[What is being asked]:
Write the next part of the forum thread about Walimex lenses for the Canon M mount, picking up after its final line.

# German company Walimex supposedly making a slew of native M mounted lenses.



## archiea (May 13, 2015)

Hey Gang,

There I was, wandering the internet all alone like, and I came upon this:

http://walimexpro.de/de/objektiv/video-objektiv/canon-m.html

Anyone here read german?


----------



## archiea (May 13, 2015)

HA HA!! I found zee Ingleesh version for the site... you can read it in english ... SNEL!

http://walimexpro.de/en/lens/video-lens/canon-m.html


----------



## archiea (May 13, 2015)

Also in Amazon UK:

http://www.amazon.co.uk/s/ref=nb_sb_noss?url=search-alias%3Delectronics&field-keywords=Walimex%20Pro%20canon%20M


----------



## NorbR (May 13, 2015)

[Extracted information]:
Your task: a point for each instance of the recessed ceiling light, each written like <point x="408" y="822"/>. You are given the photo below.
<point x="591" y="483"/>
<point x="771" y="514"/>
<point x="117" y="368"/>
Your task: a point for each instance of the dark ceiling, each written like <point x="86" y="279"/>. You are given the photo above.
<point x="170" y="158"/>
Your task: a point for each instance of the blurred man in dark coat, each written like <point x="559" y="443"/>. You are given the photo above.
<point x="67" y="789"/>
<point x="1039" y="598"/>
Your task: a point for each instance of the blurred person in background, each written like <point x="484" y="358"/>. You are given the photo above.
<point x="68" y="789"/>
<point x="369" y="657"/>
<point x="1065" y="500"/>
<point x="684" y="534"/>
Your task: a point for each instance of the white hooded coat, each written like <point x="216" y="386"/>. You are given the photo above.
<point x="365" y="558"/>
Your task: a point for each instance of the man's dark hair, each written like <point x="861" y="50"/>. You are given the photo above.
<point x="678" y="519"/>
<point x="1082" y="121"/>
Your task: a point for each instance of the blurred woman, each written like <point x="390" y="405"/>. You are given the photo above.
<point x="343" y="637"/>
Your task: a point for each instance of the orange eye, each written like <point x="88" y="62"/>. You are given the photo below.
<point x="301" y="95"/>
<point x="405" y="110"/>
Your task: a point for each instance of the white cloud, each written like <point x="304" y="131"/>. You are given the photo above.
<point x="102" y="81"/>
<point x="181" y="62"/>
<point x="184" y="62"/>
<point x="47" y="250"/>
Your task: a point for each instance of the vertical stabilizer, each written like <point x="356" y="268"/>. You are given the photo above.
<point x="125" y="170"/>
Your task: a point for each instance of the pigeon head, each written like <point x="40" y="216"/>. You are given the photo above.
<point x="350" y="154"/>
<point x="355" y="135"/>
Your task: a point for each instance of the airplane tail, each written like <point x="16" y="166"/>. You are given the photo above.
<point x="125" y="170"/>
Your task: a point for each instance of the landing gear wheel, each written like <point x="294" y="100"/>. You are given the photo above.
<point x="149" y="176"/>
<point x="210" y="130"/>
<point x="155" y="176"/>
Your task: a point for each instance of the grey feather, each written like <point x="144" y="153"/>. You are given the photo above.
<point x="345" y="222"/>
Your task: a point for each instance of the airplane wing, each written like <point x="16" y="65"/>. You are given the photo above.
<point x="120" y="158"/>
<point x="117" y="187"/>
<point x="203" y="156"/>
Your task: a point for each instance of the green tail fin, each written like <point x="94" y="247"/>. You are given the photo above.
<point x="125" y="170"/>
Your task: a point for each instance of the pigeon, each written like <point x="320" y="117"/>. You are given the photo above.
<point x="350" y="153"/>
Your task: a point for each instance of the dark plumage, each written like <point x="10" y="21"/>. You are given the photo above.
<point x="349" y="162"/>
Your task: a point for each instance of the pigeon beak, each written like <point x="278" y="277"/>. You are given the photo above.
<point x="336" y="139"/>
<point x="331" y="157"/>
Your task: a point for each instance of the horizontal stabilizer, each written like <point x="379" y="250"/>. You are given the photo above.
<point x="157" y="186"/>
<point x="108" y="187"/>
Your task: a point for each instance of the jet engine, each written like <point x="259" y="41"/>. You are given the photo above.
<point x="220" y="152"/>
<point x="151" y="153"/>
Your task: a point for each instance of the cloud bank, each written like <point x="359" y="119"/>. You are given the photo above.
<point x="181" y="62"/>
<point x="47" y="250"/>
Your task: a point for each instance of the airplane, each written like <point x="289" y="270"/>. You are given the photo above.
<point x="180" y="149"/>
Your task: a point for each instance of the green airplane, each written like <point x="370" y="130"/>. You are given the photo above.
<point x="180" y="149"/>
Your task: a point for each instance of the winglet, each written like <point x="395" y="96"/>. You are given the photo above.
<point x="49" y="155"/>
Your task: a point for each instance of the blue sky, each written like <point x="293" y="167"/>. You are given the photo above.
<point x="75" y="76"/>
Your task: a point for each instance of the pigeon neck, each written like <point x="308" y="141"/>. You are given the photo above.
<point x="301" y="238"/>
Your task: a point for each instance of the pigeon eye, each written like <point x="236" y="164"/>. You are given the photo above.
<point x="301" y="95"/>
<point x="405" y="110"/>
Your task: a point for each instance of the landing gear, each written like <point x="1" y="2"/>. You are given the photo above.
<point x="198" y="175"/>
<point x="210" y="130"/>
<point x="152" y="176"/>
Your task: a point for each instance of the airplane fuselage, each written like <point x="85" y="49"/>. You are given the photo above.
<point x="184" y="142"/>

[Exercise answer]:
Walimex is one of the brand names of the Samyang/Rokinon/Bower/etc gang. 

Most of the lenses listed as Canon M mount are actually their regular DSLR lenses fitted with a built-in adapter (ie. extension + bayonet M mount). So you don't gain anything in terms of size, compared to mounting the EF version on the EF/EF-M adapter. 

Only a few of those lenses are truly designed for mirrorless, e.g. the 8mm fisheye, the 12mm f2, and others I may forget.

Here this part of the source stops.